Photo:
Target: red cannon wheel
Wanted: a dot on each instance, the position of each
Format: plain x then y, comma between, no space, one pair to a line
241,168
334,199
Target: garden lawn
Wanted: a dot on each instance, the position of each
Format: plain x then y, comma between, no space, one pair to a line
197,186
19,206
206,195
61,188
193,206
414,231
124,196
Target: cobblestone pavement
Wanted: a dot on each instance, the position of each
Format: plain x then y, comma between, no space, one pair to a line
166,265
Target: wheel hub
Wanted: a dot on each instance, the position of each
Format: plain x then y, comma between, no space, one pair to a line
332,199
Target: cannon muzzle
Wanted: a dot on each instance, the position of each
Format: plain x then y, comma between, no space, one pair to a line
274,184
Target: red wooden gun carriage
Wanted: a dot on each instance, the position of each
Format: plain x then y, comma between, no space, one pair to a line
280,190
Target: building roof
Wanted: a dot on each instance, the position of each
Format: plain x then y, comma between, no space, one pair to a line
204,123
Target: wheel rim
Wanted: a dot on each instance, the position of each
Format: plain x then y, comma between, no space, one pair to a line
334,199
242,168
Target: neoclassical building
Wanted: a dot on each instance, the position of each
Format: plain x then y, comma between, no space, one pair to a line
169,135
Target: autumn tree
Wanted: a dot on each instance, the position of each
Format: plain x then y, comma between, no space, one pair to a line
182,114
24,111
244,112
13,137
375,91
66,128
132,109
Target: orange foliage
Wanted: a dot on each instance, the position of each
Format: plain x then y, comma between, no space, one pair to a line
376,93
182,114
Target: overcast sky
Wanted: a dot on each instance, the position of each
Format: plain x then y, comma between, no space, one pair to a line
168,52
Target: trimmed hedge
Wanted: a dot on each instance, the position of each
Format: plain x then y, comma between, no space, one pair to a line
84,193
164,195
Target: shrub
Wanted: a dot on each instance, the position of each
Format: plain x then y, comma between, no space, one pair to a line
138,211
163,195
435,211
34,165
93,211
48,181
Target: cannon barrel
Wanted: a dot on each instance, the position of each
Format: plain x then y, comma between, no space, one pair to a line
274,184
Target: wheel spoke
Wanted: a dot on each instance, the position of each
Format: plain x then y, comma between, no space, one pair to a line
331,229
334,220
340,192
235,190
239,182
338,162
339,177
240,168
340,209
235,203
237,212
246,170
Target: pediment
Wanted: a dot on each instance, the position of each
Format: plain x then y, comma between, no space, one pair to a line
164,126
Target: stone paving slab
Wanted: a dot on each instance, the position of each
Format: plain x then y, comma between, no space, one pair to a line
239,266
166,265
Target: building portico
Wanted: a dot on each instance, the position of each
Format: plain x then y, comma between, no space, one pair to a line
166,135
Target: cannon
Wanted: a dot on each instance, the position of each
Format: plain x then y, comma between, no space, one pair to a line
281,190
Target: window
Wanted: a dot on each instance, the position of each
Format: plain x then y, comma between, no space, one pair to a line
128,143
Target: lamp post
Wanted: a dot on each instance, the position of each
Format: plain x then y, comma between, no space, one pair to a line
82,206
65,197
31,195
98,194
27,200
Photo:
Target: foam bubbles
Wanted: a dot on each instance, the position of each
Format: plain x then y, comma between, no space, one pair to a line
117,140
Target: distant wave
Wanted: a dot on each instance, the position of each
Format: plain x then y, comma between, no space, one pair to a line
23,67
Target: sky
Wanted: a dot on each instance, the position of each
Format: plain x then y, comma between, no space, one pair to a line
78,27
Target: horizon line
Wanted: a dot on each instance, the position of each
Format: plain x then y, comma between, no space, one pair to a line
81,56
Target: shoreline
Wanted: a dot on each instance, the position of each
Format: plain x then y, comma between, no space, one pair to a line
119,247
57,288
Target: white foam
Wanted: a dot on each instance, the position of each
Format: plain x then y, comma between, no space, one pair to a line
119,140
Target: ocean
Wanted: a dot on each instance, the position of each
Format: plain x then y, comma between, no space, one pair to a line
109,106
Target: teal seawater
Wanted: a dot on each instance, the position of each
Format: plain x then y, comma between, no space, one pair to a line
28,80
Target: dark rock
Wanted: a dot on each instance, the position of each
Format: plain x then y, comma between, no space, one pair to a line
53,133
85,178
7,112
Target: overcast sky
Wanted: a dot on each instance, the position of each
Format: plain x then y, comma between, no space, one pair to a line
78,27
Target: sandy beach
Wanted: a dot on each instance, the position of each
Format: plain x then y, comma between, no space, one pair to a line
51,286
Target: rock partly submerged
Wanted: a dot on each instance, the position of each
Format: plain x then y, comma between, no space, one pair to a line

┄┄┄┄┄┄

■ Assignment:
Please restate, word for word, the lines of the entries that run from the first line through the one holding "Target: wheel hub", and add nothing.

■ Result of the task:
Photo:
Target: red cannon wheel
Wanted: a dot on each instance, the position of each
Format: plain x then y, comma between, no space, one pair to a line
241,168
334,199
Target: garden lawn
Wanted: a dot on each instance, the position of each
Format: plain x then y, comma between, no space, one pair to a line
197,186
19,206
206,195
61,188
193,206
414,231
124,196
Target: cobblestone pavement
Wanted: a dot on each instance, the position of each
Format: plain x then y, comma between, no space, one pair to a line
166,265
Target: wheel hub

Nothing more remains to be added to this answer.